● How to complete this task
Once you reach the line containing "Target: black rear tire", copy it and every line after it exactly, through the end of the data below.

● Records supplied
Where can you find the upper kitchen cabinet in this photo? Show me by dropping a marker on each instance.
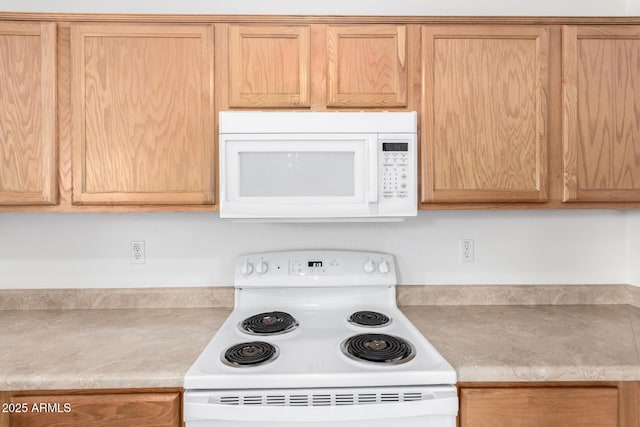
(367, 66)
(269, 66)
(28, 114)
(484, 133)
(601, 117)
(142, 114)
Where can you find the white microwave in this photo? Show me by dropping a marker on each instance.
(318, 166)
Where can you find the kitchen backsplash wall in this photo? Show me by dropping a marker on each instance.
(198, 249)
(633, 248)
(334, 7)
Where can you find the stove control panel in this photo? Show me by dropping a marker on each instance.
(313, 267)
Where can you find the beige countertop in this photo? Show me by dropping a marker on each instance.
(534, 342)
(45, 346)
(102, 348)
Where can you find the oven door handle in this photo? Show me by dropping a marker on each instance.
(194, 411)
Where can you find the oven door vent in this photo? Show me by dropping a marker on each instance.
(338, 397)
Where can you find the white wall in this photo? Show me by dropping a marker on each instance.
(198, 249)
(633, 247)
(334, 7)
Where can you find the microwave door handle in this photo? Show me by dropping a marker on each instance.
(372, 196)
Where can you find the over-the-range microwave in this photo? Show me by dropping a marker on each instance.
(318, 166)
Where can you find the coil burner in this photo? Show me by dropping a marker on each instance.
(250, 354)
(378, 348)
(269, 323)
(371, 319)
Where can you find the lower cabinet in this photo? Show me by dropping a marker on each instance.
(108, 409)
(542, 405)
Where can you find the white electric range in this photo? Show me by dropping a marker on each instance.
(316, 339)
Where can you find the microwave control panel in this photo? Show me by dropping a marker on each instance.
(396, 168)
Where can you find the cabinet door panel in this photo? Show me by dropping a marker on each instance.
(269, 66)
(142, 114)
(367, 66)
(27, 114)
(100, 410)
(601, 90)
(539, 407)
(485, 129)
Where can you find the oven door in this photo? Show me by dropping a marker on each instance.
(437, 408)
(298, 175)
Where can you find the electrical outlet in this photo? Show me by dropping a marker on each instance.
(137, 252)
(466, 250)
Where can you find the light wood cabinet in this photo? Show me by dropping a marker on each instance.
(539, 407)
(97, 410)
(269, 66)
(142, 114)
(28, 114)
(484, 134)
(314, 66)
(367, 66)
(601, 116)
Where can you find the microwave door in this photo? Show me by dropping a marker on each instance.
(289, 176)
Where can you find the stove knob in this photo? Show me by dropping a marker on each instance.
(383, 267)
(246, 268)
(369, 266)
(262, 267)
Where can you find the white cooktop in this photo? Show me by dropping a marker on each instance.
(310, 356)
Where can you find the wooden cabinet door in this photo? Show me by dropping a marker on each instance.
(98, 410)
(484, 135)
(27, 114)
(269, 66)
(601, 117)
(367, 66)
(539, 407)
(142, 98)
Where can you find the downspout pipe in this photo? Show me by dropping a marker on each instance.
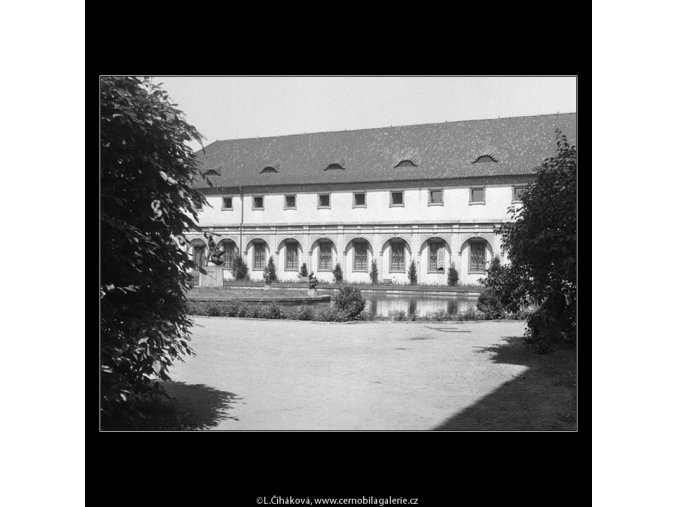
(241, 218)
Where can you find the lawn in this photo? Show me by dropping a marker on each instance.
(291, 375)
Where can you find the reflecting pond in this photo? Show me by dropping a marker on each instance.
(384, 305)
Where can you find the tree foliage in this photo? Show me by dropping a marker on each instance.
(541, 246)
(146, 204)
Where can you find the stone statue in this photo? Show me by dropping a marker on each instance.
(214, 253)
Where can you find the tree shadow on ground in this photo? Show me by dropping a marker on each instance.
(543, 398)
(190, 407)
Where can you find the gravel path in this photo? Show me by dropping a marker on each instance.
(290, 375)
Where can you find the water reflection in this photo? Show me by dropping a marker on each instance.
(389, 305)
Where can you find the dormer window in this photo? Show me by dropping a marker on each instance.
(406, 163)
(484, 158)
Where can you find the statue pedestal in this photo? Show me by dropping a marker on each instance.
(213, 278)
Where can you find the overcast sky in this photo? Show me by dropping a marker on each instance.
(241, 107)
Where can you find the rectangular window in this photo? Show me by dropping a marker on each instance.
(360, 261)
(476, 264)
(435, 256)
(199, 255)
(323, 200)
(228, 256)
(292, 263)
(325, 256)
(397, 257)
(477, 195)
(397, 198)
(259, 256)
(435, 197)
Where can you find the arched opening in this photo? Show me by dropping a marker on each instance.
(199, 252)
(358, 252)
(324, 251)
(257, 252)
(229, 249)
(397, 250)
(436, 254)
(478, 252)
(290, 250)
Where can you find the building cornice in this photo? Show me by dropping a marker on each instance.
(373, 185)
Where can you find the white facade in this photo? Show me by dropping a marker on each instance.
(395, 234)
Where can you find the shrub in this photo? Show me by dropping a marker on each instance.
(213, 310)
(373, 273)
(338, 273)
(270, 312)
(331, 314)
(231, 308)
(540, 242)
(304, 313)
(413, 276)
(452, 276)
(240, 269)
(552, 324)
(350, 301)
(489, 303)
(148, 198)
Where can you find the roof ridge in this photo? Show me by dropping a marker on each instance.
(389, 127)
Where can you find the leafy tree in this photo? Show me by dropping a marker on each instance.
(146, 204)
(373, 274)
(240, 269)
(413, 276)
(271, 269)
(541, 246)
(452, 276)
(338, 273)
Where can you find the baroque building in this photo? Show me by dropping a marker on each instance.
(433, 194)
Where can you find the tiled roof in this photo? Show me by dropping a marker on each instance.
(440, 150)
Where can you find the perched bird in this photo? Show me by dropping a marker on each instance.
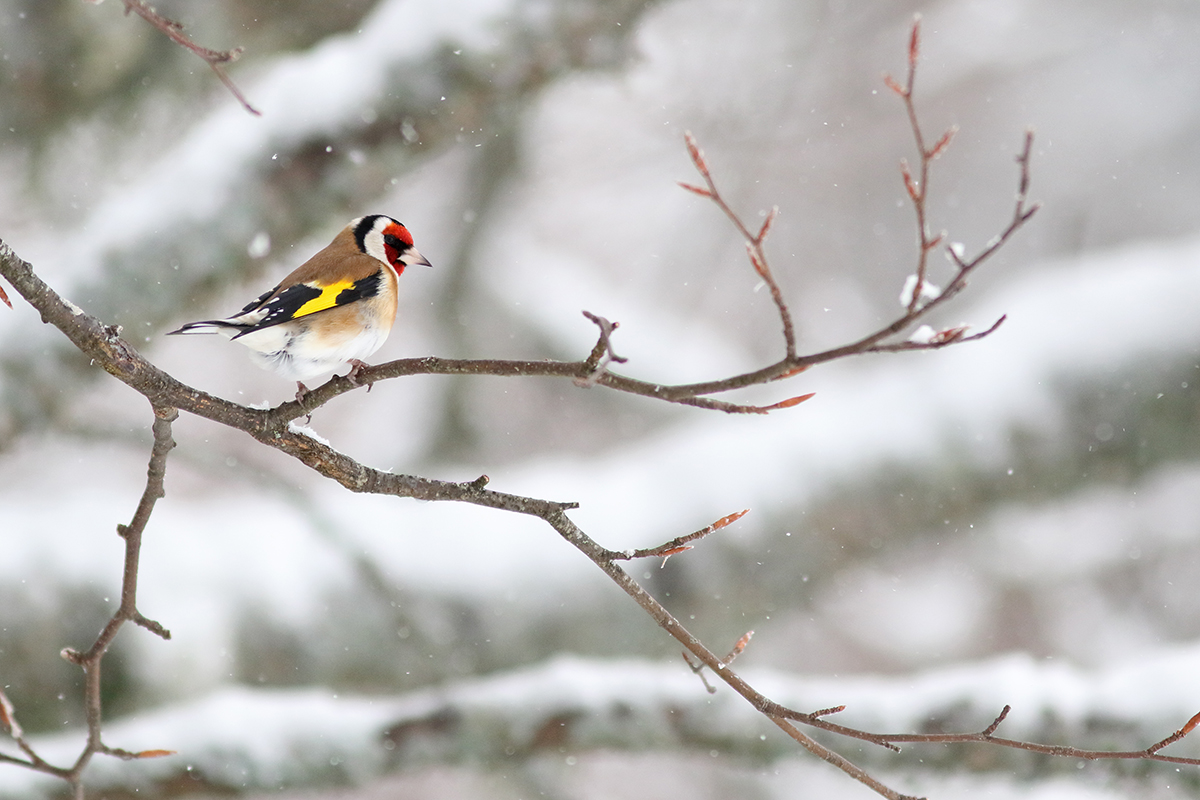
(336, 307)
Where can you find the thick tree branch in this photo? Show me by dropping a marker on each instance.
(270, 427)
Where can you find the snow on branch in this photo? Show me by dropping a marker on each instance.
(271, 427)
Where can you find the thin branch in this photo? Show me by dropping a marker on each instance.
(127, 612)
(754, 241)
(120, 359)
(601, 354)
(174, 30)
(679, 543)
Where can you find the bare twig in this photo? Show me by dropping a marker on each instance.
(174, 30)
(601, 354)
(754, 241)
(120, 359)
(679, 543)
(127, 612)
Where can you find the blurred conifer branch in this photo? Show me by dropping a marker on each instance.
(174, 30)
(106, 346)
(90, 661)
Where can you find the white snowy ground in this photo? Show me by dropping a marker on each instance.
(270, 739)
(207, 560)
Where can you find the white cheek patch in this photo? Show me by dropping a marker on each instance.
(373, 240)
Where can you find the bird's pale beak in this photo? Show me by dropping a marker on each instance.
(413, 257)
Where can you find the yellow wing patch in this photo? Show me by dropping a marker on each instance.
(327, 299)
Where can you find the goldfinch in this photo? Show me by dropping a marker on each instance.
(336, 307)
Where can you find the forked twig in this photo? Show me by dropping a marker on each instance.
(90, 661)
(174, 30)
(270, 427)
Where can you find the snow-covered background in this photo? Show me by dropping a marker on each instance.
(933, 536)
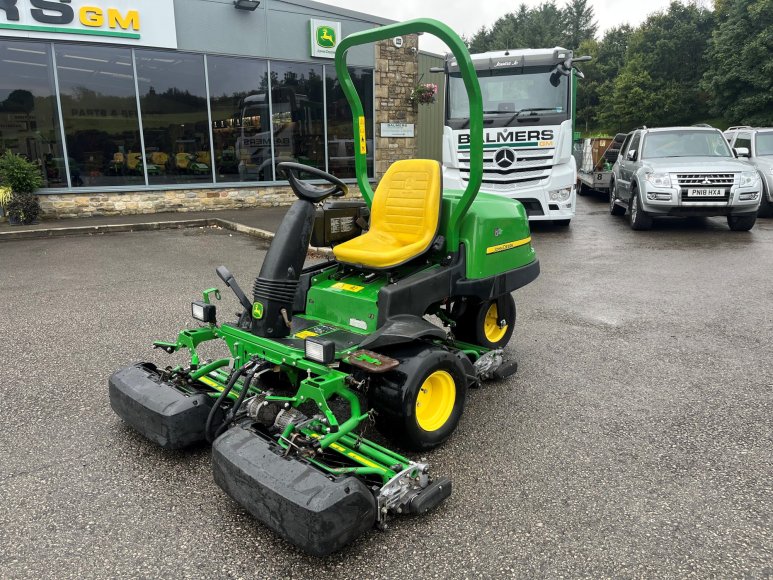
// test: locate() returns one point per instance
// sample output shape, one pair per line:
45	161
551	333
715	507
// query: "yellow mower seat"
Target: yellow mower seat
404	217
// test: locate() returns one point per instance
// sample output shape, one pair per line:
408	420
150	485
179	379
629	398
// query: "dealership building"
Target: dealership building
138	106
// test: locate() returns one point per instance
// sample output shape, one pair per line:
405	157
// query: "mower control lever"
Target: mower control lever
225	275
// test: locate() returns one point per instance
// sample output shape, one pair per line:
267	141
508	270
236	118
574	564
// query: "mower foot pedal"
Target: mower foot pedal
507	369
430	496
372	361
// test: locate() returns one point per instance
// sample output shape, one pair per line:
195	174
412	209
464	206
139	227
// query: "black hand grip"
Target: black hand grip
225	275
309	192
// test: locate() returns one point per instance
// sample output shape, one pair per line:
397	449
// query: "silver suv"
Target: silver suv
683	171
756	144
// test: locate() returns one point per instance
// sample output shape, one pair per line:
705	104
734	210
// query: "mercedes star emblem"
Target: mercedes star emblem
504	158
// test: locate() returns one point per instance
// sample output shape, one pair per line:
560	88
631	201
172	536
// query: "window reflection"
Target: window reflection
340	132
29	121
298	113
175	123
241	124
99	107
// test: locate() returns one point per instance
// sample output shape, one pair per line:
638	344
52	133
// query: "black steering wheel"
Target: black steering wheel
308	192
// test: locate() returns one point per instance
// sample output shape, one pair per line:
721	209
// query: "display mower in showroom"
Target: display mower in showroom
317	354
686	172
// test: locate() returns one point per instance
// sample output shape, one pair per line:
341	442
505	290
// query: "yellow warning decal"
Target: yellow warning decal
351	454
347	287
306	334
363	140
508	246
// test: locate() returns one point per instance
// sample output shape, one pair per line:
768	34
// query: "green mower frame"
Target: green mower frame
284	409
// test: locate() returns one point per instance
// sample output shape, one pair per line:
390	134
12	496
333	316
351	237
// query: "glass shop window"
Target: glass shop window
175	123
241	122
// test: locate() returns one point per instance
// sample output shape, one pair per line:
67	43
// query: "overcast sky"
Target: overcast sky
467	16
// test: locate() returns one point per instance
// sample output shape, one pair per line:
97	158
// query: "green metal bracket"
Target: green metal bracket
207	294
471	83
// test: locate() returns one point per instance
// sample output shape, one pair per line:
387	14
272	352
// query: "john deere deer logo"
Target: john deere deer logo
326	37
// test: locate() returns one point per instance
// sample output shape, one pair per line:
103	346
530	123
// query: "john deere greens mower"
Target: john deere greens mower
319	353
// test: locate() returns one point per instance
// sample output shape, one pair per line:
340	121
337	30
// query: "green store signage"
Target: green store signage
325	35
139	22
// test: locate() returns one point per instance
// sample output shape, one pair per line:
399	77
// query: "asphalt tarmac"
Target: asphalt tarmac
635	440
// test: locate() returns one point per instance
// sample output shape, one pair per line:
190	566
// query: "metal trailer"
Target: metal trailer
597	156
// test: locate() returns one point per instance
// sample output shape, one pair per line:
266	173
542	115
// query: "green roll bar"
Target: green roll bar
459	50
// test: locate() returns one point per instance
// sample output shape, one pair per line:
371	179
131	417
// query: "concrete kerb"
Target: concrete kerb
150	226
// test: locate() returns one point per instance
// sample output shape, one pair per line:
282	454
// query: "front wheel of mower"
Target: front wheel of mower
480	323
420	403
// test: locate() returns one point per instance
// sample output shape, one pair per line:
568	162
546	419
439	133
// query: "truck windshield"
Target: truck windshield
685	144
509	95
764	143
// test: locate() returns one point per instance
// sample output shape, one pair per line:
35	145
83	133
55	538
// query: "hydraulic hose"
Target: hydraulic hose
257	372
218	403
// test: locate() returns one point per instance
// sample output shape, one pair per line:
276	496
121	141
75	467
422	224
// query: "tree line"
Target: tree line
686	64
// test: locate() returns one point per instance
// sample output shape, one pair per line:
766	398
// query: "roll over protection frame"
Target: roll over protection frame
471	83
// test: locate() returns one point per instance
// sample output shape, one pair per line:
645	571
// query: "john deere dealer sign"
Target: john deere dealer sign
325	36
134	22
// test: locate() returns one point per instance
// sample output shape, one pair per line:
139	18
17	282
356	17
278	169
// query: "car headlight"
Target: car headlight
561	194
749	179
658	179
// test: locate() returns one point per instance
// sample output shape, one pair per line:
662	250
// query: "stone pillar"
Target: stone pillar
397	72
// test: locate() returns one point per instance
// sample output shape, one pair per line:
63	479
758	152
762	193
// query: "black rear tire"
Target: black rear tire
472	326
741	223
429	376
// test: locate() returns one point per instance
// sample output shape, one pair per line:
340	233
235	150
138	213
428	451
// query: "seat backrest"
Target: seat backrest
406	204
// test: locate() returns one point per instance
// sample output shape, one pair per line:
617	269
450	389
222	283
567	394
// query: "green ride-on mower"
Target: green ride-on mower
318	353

● Answer box
Target: black rear tire
472	326
741	223
429	376
// test: locate() returns one point per instance
// sample output shape, one pair per line:
340	233
235	150
138	213
428	451
// query: "seat backrest"
Target: seat backrest
406	204
// test: locate() returns one point per instance
// sample output shape, one pair per line:
617	269
450	389
222	283
567	394
// query: "green ride-on mower"
Target: green ride-on mower
318	353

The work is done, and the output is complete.